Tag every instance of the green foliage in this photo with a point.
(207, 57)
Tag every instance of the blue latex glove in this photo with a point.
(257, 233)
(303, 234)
------------------------------------------------------------------------
The records shown above must be returned in full, exactly as written.

Written response —
Tag every instance of the green foliage in this photo with a point.
(207, 57)
Tag every instance of the blue latex glove in this photo with a point.
(257, 233)
(303, 234)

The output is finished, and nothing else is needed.